Required work:
1 > Reproduce the part of the antibody study summary starting with "Purpose of the" and going on through "Coronavirus Antibody Database.".
2 > Summarize the antibody study summary in two sentences.
3 > In the antibody study summary, what accuracy in binding consistent domains does the novel method achieve?

Source document:
---
Purpose of the Study:

  • To develop a novel computational method for epitope profiling using structural modeling and clustering.
  • To identify sequence-dissimilar but functionally similar antibodies within the Coronavirus Antibody Database.
  • To demonstrate the utility of structural analytics for uncovering hidden functional convergence in antibody responses.

Main Methods:

  • Development of a computational method for epitope profiling based on structural modeling.
  • Clustering of antibodies based on structural similarity to identify shared epitopes.
  • Analysis of the Coronavirus Antibody Database to find sequence-dissimilar antibodies with similar structures.

Main Results:

  • The novel method accurately identifies functionally similar antibodies across distinct lineages (92% accuracy in binding consistent domains).
  • Sequence-dissimilar antibodies engaging the same epitope were identified, highlighting structural convergence.
  • The approach linked antibodies with diverse genetic backgrounds and specificities, revealing broader immune response patterns.

Conclusions:

  • Structural modeling and clustering provide a powerful approach for epitope profiling.
  • Immune responses to coronaviruses exhibit greater functional convergence than previously recognized.
  • Applying structural analytics to antibody databases enables high-confidence structure-function relationships and discovery of missed functional convergence.
---
Data records:
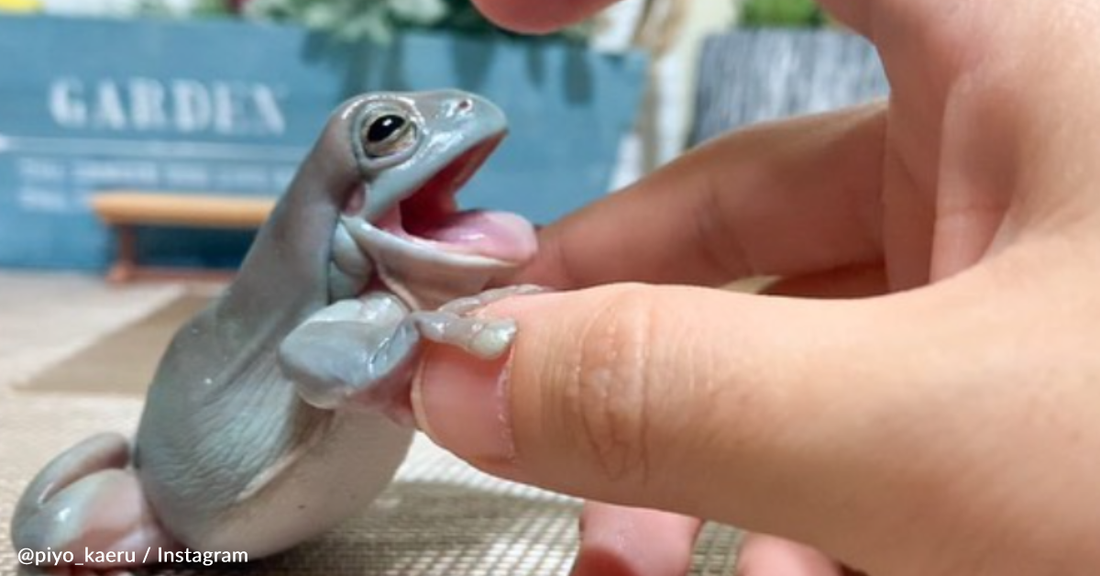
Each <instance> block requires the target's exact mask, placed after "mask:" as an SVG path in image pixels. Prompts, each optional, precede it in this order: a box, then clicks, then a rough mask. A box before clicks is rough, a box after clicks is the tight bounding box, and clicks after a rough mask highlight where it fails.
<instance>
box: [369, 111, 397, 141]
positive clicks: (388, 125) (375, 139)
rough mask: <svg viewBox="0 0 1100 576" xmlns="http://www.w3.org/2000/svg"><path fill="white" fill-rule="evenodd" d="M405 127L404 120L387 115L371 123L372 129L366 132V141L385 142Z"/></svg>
mask: <svg viewBox="0 0 1100 576" xmlns="http://www.w3.org/2000/svg"><path fill="white" fill-rule="evenodd" d="M404 125H405V119H404V118H401V117H399V115H396V114H386V115H384V117H382V118H379V119H377V120H375V121H374V122H372V123H371V128H370V129H367V131H366V140H367V142H384V141H385V140H386V139H388V137H389V136H392V135H394V132H397V131H398V130H400V128H401V126H404Z"/></svg>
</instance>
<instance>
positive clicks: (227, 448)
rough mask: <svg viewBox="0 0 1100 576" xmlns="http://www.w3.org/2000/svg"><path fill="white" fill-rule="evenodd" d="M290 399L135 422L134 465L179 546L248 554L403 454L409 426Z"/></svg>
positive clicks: (343, 496) (381, 478)
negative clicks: (153, 421)
mask: <svg viewBox="0 0 1100 576" xmlns="http://www.w3.org/2000/svg"><path fill="white" fill-rule="evenodd" d="M267 398H268V399H271V396H268V397H267ZM297 407H298V409H297V410H293V409H292V410H279V411H272V412H270V413H271V414H273V416H268V417H267V418H263V417H256V416H252V414H243V413H239V414H237V416H235V417H233V418H232V419H231V420H227V421H222V422H218V423H216V424H215V425H211V424H212V422H210V421H209V420H210V417H209V416H206V417H204V416H202V413H201V411H199V412H190V414H189V416H188V417H185V419H186V420H187V422H186V423H185V422H174V425H165V424H166V422H164V421H162V422H161V425H150V427H147V428H146V427H145V425H144V424H145V422H143V427H142V430H141V431H140V432H139V450H140V452H141V458H140V467H139V470H140V473H141V476H142V484H143V487H144V489H145V492H146V497H147V498H149V500H150V502H151V503H152V505H153V508H154V509H155V510H156V513H157V518H158V519H160V520H161V523H162V524H163V525H164V528H165V529H166V530H167V531H168V532H169V533H172V534H173V535H174V536H175V538H176V539H177V540H179V541H180V542H182V543H183V544H185V545H186V546H188V547H189V549H193V550H210V551H234V552H235V551H240V552H248V553H249V557H251V558H256V557H261V556H265V555H268V554H273V553H276V552H279V551H282V550H286V549H288V547H292V546H294V545H296V544H298V543H300V542H303V541H305V540H308V539H310V538H313V536H316V535H318V534H320V533H322V532H324V531H326V530H328V529H329V528H331V527H333V525H335V524H337V523H339V522H340V521H342V520H344V519H346V518H349V517H350V516H352V514H354V513H355V512H357V511H360V510H362V509H363V508H364V507H366V506H367V505H370V503H371V501H372V500H374V498H375V497H376V496H377V495H378V492H381V491H382V490H383V489H384V488H385V487H386V486H387V485H388V484H389V480H390V479H392V478H393V475H394V473H395V472H396V469H397V467H398V466H399V465H400V463H401V461H403V459H404V458H405V454H406V453H407V451H408V446H409V444H410V442H411V439H412V433H414V432H412V430H411V429H409V428H404V427H399V425H397V424H395V423H393V422H392V421H390V420H388V419H386V418H385V417H383V416H381V414H378V413H373V412H371V413H368V412H330V411H321V410H316V409H312V408H311V407H307V406H306V405H303V403H297ZM182 413H184V412H183V411H174V413H173V414H172V416H177V414H182ZM218 413H219V416H220V417H221V416H224V414H227V412H226V411H222V410H219V412H218ZM274 414H277V416H274ZM164 416H165V417H166V418H171V417H169V416H168V414H164ZM151 420H154V421H155V420H156V419H155V418H151ZM196 420H205V421H206V425H205V427H199V425H196ZM304 421H305V422H304ZM173 430H187V431H195V430H204V431H205V433H202V434H195V433H194V432H191V433H190V434H178V433H173V432H172V431H173Z"/></svg>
---
Answers to the tasks:
1 >
Purpose of the Study:

  • To develop a novel computational method for epitope profiling using structural modeling and clustering.
  • To identify sequence-dissimilar but functionally similar antibodies within the Coronavirus Antibody Database.

2 > The study developed a computational method for epitope profiling that uses structural modeling and clustering, and it applied the method to the Coronavirus Antibody Database to find sequence-dissimilar antibodies with similar structures. The method identified functionally similar antibodies across distinct lineages with 92% accuracy in binding consistent domains, and the study concluded that immune responses to coronaviruses show greater functional convergence than previously recognized.

3 > 92%